In the data below, reproduce everything exactly except the images.

· · · ·

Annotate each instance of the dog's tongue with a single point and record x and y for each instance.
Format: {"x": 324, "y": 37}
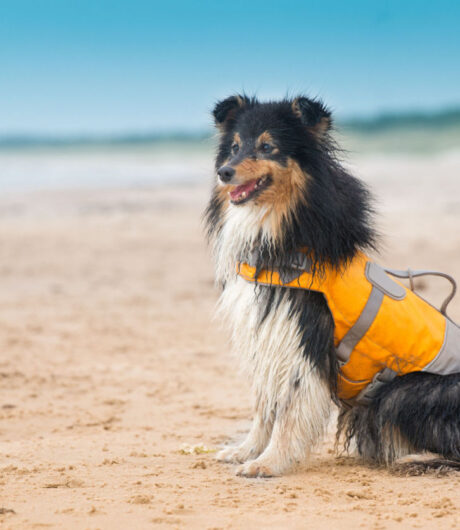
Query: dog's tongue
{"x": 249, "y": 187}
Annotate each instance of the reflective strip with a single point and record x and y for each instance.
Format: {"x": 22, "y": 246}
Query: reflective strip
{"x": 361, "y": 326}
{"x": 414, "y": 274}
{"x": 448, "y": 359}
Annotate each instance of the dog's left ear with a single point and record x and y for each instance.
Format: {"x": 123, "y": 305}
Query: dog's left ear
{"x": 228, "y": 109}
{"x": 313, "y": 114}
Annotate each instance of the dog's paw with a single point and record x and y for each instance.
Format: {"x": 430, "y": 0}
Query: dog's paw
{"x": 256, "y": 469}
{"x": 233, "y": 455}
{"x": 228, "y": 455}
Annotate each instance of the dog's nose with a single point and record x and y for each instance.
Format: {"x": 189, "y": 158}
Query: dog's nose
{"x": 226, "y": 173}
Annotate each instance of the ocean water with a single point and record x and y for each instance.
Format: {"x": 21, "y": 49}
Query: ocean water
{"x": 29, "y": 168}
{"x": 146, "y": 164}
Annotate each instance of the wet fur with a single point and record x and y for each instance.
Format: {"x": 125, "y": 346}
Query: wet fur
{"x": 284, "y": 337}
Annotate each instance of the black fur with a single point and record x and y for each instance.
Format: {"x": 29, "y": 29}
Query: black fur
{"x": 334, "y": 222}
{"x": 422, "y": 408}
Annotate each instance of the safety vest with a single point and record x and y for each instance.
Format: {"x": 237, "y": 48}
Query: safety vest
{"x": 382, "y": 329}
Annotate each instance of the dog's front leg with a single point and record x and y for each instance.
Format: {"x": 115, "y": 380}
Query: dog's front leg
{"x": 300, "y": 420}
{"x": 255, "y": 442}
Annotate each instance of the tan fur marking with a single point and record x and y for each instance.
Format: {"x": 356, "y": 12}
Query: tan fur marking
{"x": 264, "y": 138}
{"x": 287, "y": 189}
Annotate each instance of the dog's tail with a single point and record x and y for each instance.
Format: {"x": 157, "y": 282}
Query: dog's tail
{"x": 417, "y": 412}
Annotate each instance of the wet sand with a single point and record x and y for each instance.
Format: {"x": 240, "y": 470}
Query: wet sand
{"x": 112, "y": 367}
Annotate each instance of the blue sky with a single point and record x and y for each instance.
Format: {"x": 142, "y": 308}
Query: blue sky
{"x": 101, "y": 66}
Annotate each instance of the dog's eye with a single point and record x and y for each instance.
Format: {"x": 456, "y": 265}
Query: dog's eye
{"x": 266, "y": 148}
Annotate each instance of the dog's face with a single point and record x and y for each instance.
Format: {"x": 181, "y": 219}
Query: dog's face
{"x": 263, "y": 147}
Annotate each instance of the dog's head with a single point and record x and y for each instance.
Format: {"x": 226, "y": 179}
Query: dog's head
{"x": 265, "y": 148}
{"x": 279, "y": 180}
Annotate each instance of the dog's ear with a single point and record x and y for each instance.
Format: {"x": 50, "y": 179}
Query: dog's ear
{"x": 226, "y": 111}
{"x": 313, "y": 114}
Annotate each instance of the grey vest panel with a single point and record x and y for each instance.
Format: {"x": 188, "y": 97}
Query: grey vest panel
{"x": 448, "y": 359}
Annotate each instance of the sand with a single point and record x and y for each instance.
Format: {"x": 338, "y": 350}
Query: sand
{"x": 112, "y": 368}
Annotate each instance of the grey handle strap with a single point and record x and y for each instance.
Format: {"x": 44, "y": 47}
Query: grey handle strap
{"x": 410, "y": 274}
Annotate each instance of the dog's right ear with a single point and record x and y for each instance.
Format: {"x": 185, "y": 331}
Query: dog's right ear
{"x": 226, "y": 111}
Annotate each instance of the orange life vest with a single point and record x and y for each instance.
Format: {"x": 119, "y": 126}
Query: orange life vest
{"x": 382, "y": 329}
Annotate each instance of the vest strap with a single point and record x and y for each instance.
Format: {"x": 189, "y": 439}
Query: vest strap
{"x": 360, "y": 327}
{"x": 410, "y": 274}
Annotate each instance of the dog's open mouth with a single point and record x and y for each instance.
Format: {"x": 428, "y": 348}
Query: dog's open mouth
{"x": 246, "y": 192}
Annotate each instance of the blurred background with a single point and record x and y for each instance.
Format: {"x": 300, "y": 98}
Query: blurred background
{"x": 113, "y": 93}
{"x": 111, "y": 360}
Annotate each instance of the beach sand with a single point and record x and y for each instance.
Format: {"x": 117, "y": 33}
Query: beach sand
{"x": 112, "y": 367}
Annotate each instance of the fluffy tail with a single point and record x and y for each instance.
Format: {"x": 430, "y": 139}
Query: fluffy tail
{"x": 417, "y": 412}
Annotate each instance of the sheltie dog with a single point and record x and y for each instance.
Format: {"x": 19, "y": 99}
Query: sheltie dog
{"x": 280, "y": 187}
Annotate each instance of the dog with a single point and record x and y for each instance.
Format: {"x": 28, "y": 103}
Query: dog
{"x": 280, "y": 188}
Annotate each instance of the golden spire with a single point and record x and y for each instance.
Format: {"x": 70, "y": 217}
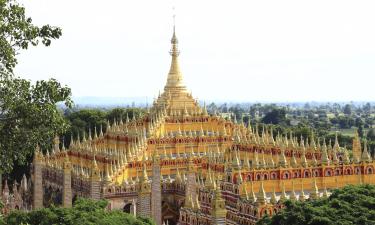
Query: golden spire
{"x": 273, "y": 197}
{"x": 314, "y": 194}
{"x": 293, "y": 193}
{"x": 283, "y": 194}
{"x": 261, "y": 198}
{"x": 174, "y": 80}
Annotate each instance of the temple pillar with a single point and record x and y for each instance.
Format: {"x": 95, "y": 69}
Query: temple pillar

· · · ·

Exercise solution -
Annotate each instance of the dog's tongue with a single point and record x and y for each instance.
Format: {"x": 324, "y": 37}
Query: dog's tongue
{"x": 249, "y": 187}
Annotate each instance of the reflective strip with a single point and record x and y for each instance.
Format: {"x": 22, "y": 246}
Query: reflective strip
{"x": 361, "y": 326}
{"x": 414, "y": 274}
{"x": 448, "y": 359}
Annotate each instance of the dog's left ear with a single point and record x and y for each instance.
Format: {"x": 123, "y": 305}
Query: dog's left ear
{"x": 228, "y": 109}
{"x": 313, "y": 114}
Annotate each instance of the dog's paw with a single point and record x and y for each instance.
Format: {"x": 430, "y": 0}
Query: dog's paw
{"x": 256, "y": 469}
{"x": 233, "y": 455}
{"x": 228, "y": 455}
Annotate each instance of the dog's nose with a single point and record x and y for each instance.
Format: {"x": 189, "y": 158}
Query: dog's nose
{"x": 226, "y": 173}
Annotate each instance of the ocean water with a single point and record x and y for each instance.
Format: {"x": 21, "y": 49}
Query: ocean water
{"x": 29, "y": 168}
{"x": 146, "y": 164}
Annotate each instance of the wet fur with a single point and record x and y for each instance.
Format: {"x": 125, "y": 346}
Query: wet fur
{"x": 284, "y": 337}
Annotate each instance of the black fur with a single point and record x and y for each instance.
Format: {"x": 29, "y": 29}
Query: black fur
{"x": 334, "y": 222}
{"x": 422, "y": 408}
Annotate each instance of the safety vest with a single point and record x and y for each instance.
Format: {"x": 237, "y": 48}
Query: safety vest
{"x": 382, "y": 329}
Annotate each instance of the dog's front leg with a single point and record x and y for each instance.
Format: {"x": 115, "y": 380}
Query: dog's front leg
{"x": 300, "y": 420}
{"x": 255, "y": 442}
Annotate each instance of the tan fur marking with a single point and record x and y for each instance.
Format: {"x": 356, "y": 12}
Query: tan fur marking
{"x": 264, "y": 138}
{"x": 287, "y": 189}
Annotate each instance of the dog's tail with a single point and record x and y for each instance.
Format: {"x": 157, "y": 282}
Query: dog's tail
{"x": 417, "y": 412}
Annotate each instance of the wet sand with a single point and record x and y for each instance.
Format: {"x": 240, "y": 470}
Query: wet sand
{"x": 112, "y": 367}
Annotate each instance of the blue sky with a single point and record x and y for each instance.
Format: {"x": 142, "y": 308}
Query: blue sky
{"x": 101, "y": 66}
Annotate each instance of the dog's eye with a single point and record x and y for each instance.
Format: {"x": 456, "y": 265}
Query: dog's eye
{"x": 266, "y": 148}
Annotate each instance of the dog's face with a single point and record x and y for each instance.
Format: {"x": 181, "y": 219}
Query: dog's face
{"x": 263, "y": 147}
Annotate each instance of the dog's head with a single point and record x and y for each instance.
Format: {"x": 226, "y": 179}
Query: dog's head
{"x": 265, "y": 148}
{"x": 279, "y": 180}
Annotate each instance of the dog's ear with a single point and record x and y for each instance.
Format: {"x": 50, "y": 179}
Query: dog's ear
{"x": 226, "y": 111}
{"x": 313, "y": 114}
Annotate each instance of the grey vest panel with a single point and record x and y for each instance.
Format: {"x": 188, "y": 97}
Query: grey vest panel
{"x": 448, "y": 359}
Annotate each instance of the sand with a single point and record x and y for each instance.
Format: {"x": 338, "y": 350}
Query: sand
{"x": 112, "y": 368}
Annotate each instance of the grey handle strap with a single point and record x and y for each instance.
Format: {"x": 44, "y": 47}
Query: grey handle strap
{"x": 410, "y": 274}
Annotate each instance of the dog's right ear with a single point and record x and y for each instance.
Format: {"x": 185, "y": 331}
Query: dog's right ear
{"x": 226, "y": 111}
Annotate each instance of the orange life vest with a single point and record x and y for each instance.
Format: {"x": 119, "y": 126}
Query: orange life vest
{"x": 382, "y": 329}
Annotate each instance of the vest strap with a single point and record x and y for each instance.
Format: {"x": 189, "y": 439}
Query: vest strap
{"x": 360, "y": 327}
{"x": 410, "y": 274}
Annotate each instance of the dog's open mouth with a single point and record x and y for each instance.
Format: {"x": 428, "y": 348}
Query: dog's open mouth
{"x": 246, "y": 192}
Annotate each instance of the blurred background with a single point and record x and y for each instance.
Format: {"x": 300, "y": 98}
Query: blurred background
{"x": 113, "y": 93}
{"x": 111, "y": 360}
Annotate each instance of the beach sand with a single point and record x and y for each instance.
Format: {"x": 117, "y": 33}
Query: beach sand
{"x": 112, "y": 367}
Annotate each instance of the fluffy tail with a single point and record x and y for each instance.
Format: {"x": 430, "y": 139}
Query: fluffy tail
{"x": 417, "y": 412}
Annotate each instance of the sheltie dog with a single point and record x and y for each instance.
Format: {"x": 19, "y": 99}
Query: sheltie dog
{"x": 280, "y": 187}
Annotate each instance of the dog with a single point and record x and y for each instance.
Format: {"x": 28, "y": 103}
Query: dog
{"x": 280, "y": 188}
Annotate each instance of the golden spire with a single point and record x and y for each instance.
Format: {"x": 70, "y": 217}
Query: golden spire
{"x": 273, "y": 197}
{"x": 314, "y": 194}
{"x": 293, "y": 193}
{"x": 283, "y": 194}
{"x": 261, "y": 198}
{"x": 174, "y": 80}
Annotate each instance of the temple pillar with a single point and record x and y for each instance.
Format: {"x": 95, "y": 69}
Query: temple pillar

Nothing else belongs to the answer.